Activity:
This exercise asks for every line of the material that includes the word "query".

**** Entries provided ****

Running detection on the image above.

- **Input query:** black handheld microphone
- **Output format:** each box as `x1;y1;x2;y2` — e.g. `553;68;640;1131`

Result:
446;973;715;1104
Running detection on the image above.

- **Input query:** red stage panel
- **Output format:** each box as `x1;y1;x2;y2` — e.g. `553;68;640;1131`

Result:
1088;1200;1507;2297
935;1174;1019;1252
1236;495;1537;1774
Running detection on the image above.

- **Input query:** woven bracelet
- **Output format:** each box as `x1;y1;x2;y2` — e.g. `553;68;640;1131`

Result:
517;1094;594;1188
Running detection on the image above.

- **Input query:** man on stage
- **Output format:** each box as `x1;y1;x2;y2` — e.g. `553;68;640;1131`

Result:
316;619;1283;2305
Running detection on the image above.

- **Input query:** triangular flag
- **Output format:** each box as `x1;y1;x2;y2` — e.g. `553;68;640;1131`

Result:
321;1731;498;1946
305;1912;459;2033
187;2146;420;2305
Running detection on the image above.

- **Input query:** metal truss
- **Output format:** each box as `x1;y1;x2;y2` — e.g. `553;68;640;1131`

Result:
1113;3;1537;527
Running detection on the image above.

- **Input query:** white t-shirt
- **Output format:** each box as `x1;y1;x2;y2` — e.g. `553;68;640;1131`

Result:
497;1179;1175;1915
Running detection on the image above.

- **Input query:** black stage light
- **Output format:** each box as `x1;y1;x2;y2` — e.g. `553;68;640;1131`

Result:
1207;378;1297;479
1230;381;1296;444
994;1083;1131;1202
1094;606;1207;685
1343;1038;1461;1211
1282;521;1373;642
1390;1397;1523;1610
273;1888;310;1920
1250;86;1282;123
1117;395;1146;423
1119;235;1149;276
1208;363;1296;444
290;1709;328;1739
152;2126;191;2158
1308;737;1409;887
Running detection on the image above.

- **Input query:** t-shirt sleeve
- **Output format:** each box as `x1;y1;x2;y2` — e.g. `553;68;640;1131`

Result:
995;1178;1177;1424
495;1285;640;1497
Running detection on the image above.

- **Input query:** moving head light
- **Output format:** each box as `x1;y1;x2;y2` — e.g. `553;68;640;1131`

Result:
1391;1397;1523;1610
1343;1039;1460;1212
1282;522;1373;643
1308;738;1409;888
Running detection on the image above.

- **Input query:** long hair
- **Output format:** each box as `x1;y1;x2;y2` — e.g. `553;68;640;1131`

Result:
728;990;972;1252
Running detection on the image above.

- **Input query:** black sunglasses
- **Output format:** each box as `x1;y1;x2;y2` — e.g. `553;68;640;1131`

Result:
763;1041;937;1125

****

Exercise response:
- **Input query:** black handheld microphone
- **Input query:** red stage panel
- **Input query:** woven bracelet
- **Input query:** man on stage
- **Input query:** triangular flag
- **Input query:** metal truss
- **Input query:** white t-shirt
- **Input query:** black stage light
- **Input query:** t-shirt sleeve
- **Input query:** moving head light
- **Input query:** long hair
- **Input query:** black sunglasses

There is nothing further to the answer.